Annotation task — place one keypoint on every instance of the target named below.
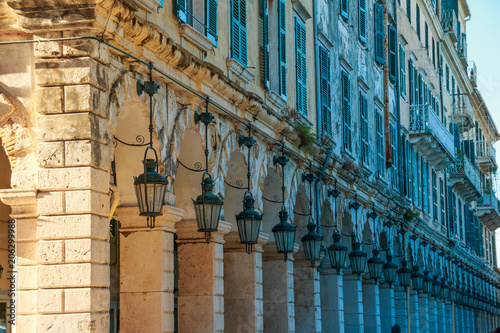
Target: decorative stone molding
(194, 37)
(239, 71)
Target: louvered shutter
(379, 33)
(211, 30)
(301, 66)
(344, 9)
(346, 112)
(362, 20)
(282, 47)
(392, 53)
(326, 101)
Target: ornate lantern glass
(337, 252)
(248, 222)
(357, 258)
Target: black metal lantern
(375, 265)
(390, 270)
(312, 242)
(207, 207)
(337, 252)
(284, 233)
(417, 279)
(248, 222)
(404, 274)
(357, 258)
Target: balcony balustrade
(487, 211)
(430, 137)
(464, 178)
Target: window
(346, 112)
(344, 9)
(402, 70)
(326, 101)
(239, 31)
(301, 66)
(392, 53)
(379, 119)
(379, 33)
(201, 15)
(363, 111)
(362, 20)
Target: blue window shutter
(326, 100)
(211, 29)
(346, 112)
(282, 47)
(379, 33)
(344, 8)
(301, 66)
(362, 20)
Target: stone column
(147, 271)
(387, 310)
(332, 301)
(371, 306)
(307, 295)
(279, 309)
(433, 325)
(353, 305)
(401, 308)
(201, 278)
(243, 289)
(23, 206)
(423, 312)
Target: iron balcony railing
(423, 119)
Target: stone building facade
(375, 98)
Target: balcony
(463, 113)
(450, 22)
(472, 73)
(486, 156)
(430, 137)
(464, 179)
(487, 211)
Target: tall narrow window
(363, 111)
(239, 31)
(346, 112)
(326, 101)
(380, 143)
(379, 33)
(282, 47)
(362, 20)
(301, 66)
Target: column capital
(130, 219)
(22, 201)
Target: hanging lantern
(207, 207)
(150, 188)
(417, 279)
(337, 252)
(404, 274)
(312, 242)
(248, 222)
(284, 233)
(357, 258)
(375, 265)
(390, 270)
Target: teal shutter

§ Work required: Format the listing above as a numbered list with one line per item, omitting blank lines and leaving out the pictures.

§ Task solution:
1. Annotation task — place one keypoint on every instance of the target named below.
2. Target: decorative stone molding
3. (194, 37)
4. (239, 71)
5. Target: louvered shutter
6. (379, 33)
7. (211, 30)
8. (301, 66)
9. (344, 9)
10. (346, 112)
11. (362, 20)
12. (282, 47)
13. (392, 53)
14. (326, 101)
15. Target: ornate lantern glass
16. (337, 252)
17. (248, 222)
18. (357, 258)
19. Target: black metal lantern
20. (375, 265)
21. (390, 270)
22. (312, 242)
23. (207, 207)
24. (337, 252)
25. (284, 233)
26. (417, 279)
27. (248, 222)
28. (404, 274)
29. (357, 258)
30. Target: balcony balustrade
31. (487, 211)
32. (430, 137)
33. (464, 178)
34. Target: window
35. (346, 112)
36. (344, 9)
37. (402, 70)
38. (326, 101)
39. (239, 31)
40. (301, 66)
41. (392, 53)
42. (379, 119)
43. (379, 33)
44. (201, 15)
45. (363, 111)
46. (362, 20)
47. Target: blue window shutter
48. (326, 100)
49. (211, 29)
50. (346, 112)
51. (282, 47)
52. (379, 33)
53. (344, 8)
54. (301, 66)
55. (362, 20)
56. Target: stone column
57. (147, 271)
58. (387, 310)
59. (332, 301)
60. (371, 306)
61. (307, 295)
62. (279, 309)
63. (433, 325)
64. (353, 305)
65. (401, 308)
66. (201, 278)
67. (243, 289)
68. (23, 206)
69. (423, 312)
70. Target: iron balcony railing
71. (423, 119)
72. Target: stone building facade
73. (375, 98)
74. Target: balcony
75. (463, 113)
76. (450, 22)
77. (472, 73)
78. (486, 156)
79. (430, 137)
80. (464, 179)
81. (487, 211)
82. Target: tall narrow window
83. (363, 111)
84. (239, 31)
85. (346, 112)
86. (326, 101)
87. (380, 143)
88. (379, 33)
89. (282, 47)
90. (362, 20)
91. (301, 66)
92. Target: column capital
93. (130, 219)
94. (22, 201)
95. Target: hanging lantern
96. (207, 207)
97. (150, 188)
98. (417, 279)
99. (337, 252)
100. (404, 274)
101. (312, 242)
102. (248, 222)
103. (284, 233)
104. (357, 258)
105. (375, 265)
106. (390, 270)
107. Target: teal shutter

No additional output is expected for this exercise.